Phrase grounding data
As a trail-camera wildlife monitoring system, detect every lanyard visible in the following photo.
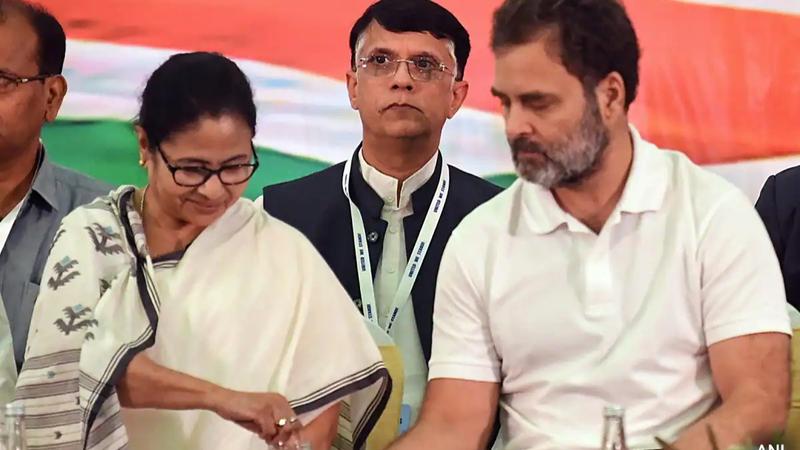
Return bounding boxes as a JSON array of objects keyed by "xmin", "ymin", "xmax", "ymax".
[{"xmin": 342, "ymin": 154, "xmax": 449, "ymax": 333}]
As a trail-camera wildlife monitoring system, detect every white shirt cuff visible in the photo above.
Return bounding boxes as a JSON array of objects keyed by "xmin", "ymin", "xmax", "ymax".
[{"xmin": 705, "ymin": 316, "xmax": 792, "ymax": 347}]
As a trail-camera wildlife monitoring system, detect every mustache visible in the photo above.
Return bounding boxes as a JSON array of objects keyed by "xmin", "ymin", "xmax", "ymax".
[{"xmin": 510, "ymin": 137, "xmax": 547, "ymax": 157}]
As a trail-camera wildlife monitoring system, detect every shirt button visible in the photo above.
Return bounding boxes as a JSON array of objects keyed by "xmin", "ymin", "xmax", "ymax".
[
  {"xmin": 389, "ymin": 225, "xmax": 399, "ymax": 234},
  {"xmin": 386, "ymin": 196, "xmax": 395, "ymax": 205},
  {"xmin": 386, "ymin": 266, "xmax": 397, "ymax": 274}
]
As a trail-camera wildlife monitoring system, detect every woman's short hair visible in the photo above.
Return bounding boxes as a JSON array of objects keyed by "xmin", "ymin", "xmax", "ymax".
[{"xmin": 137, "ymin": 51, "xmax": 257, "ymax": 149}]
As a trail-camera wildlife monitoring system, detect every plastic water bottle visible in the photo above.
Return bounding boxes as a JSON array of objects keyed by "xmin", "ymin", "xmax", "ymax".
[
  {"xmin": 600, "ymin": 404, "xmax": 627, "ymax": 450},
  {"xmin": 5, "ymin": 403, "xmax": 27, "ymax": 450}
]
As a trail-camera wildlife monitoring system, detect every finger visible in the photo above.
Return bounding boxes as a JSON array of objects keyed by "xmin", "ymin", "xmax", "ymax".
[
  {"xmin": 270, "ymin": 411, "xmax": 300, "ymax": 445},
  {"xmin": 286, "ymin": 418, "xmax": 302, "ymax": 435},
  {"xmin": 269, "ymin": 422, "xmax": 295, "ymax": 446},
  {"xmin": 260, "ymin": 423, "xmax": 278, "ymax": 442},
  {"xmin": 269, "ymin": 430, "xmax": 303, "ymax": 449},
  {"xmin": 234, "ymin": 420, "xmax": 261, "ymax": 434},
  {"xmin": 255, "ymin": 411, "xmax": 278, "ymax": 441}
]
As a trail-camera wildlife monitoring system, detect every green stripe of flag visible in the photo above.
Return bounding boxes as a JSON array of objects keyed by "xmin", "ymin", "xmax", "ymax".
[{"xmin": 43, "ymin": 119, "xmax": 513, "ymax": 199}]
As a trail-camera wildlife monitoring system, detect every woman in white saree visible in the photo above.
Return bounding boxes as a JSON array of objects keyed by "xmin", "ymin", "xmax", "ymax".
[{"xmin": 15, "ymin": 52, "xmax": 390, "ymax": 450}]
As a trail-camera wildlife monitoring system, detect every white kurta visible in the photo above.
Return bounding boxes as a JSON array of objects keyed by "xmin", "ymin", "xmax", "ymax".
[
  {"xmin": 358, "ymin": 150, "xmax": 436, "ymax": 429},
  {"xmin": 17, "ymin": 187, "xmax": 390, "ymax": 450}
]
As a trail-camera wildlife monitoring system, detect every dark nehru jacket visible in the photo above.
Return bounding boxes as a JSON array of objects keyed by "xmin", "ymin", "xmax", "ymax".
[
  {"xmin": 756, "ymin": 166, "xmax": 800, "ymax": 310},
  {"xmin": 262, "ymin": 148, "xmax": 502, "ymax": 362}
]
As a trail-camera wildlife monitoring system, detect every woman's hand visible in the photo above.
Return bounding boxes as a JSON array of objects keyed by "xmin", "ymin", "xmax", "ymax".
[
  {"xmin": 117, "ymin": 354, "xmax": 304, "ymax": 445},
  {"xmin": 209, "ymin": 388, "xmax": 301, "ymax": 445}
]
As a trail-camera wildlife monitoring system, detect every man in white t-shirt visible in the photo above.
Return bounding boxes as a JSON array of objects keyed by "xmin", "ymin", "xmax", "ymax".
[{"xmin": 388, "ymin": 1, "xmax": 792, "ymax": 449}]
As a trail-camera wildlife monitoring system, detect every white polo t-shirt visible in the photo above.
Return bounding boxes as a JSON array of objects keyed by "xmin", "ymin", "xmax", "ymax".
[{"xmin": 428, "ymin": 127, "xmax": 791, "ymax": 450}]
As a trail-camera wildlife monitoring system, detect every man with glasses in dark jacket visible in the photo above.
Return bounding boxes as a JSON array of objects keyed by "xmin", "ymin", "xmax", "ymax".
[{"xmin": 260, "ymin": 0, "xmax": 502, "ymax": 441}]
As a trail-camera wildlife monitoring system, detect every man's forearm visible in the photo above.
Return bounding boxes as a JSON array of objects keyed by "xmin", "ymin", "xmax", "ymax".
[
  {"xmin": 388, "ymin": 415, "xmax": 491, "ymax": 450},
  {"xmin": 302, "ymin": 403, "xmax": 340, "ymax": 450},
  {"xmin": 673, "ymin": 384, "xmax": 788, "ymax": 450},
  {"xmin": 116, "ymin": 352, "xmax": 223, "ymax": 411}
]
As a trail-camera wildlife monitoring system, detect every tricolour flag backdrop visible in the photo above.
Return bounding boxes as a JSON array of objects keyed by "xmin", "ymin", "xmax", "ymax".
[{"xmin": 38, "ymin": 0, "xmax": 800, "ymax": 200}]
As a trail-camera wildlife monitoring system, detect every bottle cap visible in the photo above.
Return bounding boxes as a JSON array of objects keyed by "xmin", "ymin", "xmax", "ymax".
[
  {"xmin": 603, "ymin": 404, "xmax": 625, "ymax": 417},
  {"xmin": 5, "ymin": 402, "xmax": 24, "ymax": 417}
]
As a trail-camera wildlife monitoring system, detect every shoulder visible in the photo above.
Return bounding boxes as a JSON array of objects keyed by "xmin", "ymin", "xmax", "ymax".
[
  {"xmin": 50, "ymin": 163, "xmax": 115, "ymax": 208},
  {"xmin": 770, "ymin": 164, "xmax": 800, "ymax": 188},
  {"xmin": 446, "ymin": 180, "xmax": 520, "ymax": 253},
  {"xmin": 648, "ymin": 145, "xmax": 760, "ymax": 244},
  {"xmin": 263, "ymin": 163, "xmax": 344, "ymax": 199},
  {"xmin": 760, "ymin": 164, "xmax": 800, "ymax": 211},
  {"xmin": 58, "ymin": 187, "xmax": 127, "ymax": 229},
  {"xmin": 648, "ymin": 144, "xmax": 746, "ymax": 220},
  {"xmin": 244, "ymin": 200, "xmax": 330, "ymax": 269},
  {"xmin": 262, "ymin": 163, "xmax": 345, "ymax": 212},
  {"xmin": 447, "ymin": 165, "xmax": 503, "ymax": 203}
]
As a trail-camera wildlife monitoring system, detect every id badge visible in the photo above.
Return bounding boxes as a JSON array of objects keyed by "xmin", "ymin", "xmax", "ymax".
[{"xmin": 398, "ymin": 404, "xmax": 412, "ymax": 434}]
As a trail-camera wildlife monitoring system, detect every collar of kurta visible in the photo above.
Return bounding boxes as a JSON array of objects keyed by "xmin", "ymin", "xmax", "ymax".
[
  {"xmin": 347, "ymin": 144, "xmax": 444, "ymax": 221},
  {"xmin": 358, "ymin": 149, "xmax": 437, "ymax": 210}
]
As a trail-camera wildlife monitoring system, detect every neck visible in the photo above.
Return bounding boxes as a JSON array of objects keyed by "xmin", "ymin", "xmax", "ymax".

ACTIVITY. All lines above that include the word "woman" must be copied into the answer.

RESULT.
As a trail-camera wildlife monitoring system, detect every woman's short hair visible in the photo above.
As a trail-camera wildlife monitoring system, detect every woman in white saree visible in the photo above.
As a trail-camera wildlife monitoring system, detect every woman's hand visible in the photo above.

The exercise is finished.